** begin Reading passage **

In general, reaction to the move was positive from domestic manufacturing trade associations and labor groups, but negative from economists, consumer advocates and foreign/global manufacturers. And negative, of course, from China, whose Ministry of Commerce said it “will take resolute measures to defend its rights and interests.” This likely includes a lawsuit in front of the World Trade Organization and/or retaliatory tariffs, as is usually the case in trade wars like this.
These tariffs had been called for by several entities in the US (and Europe), as Chinese EV manufacturing has rapidly ramped in recent years.
China was originally somewhat slow to adopt EVs – in 2015, EV market share was just .84%, similar to the US market share of .66% and well below California at 3.1% at the time. But in 2023, US market share had risen to a meager 7.6% and California to just 21.4%, whereas China’s EV market share was a whopping 37%, leapfrogging several other leading countries in the process (and it was just 5% in 2020, so the turn upwards has been very rapid over the last 3 years). It caught foreign manufacturers by surprise, leaving ICE car values plummeting in China as consumers are simply not interested.
Despite the massive swing upwards in Chinese EV interest, EV manufacturing has risen even more rapidly. This has left Chinese automakers with more than enough vehicles for the export market, and they have started exporting so many to Europe that they can’t find enough ships to carry them.
Those EVs haven’t made their way to the US yet, but most thought that it was inevitable they would soon. But with these increased tariffs, that makes it less likely that US consumers will gain access to these cheap, high-tech Chinese EVs.

** end Reading passage **
** begin Supplied data **

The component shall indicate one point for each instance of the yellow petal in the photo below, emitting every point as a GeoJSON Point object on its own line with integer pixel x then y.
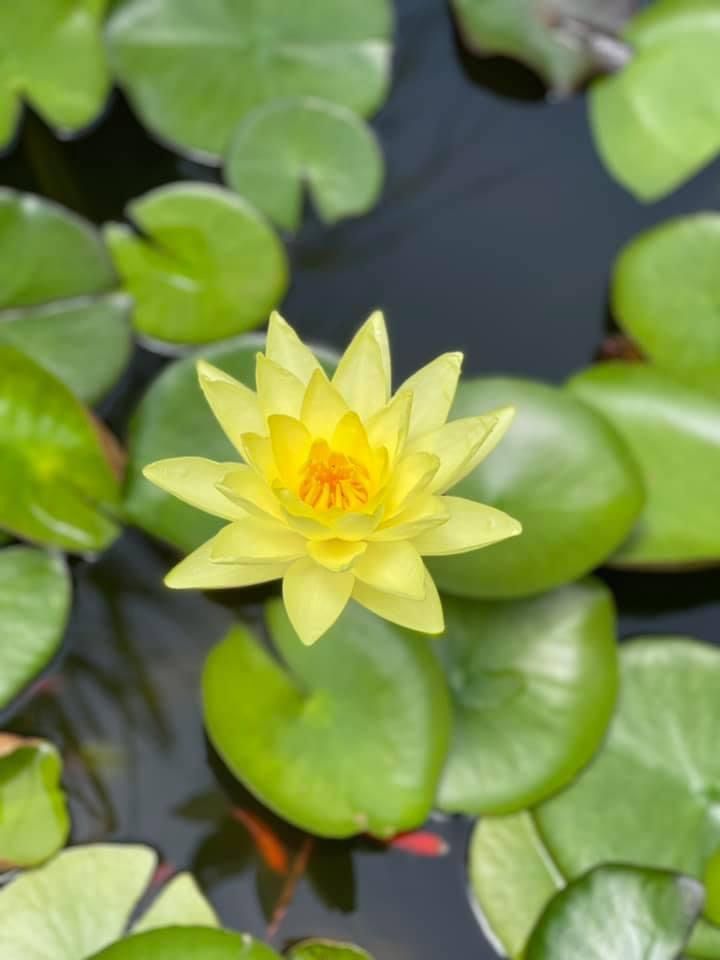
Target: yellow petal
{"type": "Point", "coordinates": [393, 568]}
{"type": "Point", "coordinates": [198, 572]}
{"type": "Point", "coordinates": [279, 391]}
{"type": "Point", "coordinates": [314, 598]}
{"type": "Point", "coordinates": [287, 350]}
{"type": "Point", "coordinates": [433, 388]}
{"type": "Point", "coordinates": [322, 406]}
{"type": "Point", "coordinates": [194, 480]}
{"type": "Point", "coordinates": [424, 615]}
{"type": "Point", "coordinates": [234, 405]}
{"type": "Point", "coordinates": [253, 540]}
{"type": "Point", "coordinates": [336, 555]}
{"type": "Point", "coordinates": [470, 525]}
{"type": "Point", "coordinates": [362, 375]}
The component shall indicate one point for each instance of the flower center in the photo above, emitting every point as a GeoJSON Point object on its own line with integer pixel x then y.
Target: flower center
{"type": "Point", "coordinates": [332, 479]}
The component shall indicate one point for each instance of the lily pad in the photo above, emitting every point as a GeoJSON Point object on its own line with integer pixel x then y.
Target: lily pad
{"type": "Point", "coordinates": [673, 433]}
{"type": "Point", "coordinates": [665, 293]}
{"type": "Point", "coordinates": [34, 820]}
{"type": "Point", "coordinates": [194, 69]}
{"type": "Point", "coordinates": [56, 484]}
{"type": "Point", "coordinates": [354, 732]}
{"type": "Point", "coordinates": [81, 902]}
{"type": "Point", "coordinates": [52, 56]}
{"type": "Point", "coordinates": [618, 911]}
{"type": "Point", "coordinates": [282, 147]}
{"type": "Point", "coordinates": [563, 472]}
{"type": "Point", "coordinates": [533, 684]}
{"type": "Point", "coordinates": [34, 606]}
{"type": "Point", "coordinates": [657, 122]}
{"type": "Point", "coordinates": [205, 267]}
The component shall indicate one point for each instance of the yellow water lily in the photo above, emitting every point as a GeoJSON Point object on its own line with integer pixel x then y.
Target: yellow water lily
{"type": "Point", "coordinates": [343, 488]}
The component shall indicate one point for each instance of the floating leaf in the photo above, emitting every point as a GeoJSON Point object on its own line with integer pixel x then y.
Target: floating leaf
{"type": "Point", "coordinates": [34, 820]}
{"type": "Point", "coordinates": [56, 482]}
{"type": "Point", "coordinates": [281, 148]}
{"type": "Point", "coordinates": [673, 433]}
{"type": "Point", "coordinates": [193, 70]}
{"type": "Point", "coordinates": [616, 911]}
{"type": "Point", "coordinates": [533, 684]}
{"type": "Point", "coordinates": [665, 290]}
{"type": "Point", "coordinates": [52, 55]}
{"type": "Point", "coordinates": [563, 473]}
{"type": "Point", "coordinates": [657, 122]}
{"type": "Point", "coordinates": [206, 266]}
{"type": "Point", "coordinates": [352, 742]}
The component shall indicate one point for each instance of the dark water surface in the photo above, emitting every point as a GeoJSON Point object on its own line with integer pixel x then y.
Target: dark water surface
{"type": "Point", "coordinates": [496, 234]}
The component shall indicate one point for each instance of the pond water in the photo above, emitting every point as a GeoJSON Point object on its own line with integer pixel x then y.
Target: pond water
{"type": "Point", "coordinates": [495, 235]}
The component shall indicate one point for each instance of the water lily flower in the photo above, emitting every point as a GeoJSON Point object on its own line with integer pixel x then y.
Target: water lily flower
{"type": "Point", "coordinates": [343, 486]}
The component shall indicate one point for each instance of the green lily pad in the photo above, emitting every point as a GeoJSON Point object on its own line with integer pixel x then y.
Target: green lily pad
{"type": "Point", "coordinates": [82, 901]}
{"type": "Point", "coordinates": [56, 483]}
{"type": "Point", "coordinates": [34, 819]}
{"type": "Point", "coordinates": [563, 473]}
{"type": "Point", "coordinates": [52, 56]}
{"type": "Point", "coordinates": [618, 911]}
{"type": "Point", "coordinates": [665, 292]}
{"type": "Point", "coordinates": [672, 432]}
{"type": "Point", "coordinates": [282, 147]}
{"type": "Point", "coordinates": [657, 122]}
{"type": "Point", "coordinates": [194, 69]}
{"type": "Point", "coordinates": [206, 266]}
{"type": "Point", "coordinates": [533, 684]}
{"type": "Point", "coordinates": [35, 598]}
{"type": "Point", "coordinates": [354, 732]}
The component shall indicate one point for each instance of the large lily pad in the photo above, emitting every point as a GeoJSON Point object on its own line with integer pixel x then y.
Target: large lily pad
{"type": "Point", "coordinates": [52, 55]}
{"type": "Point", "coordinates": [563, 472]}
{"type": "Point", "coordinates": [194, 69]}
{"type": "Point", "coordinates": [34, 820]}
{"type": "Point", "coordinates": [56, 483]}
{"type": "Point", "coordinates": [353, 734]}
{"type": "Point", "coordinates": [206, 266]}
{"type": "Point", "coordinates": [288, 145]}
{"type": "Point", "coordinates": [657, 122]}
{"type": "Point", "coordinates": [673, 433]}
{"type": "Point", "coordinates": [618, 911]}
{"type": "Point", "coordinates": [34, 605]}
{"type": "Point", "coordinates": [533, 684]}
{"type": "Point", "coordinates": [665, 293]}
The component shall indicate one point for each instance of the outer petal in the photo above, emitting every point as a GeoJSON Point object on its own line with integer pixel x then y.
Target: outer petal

** end Supplied data **

_To-do list_.
a) Translate this sentence from the passage on Chinese EV tariffs into Spanish: "These tariffs had been called for by several entities in the US (and Europe), as Chinese EV manufacturing has rapidly ramped in recent years."
b) In the passage on Chinese EV tariffs, write out the part starting at "In general, reaction" and ending at "wars like this.", changing "economists" to "analysts".

_Answers by task_.
a) Estos aranceles habían sido solicitados por varias entidades en EE. UU. (y en Europa), ya que la fabricación de vehículos eléctricos en China ha aumentado rápidamente en los últimos años.

b)
In general, reaction to the move was positive from domestic manufacturing trade associations and labor groups, but negative from analysts, consumer advocates and foreign/global manufacturers. And negative, of course, from China, whose Ministry of Commerce said it “will take resolute measures to defend its rights and interests.” This likely includes a lawsuit in front of the World Trade Organization and/or retaliatory tariffs, as is usually the case in trade wars like this.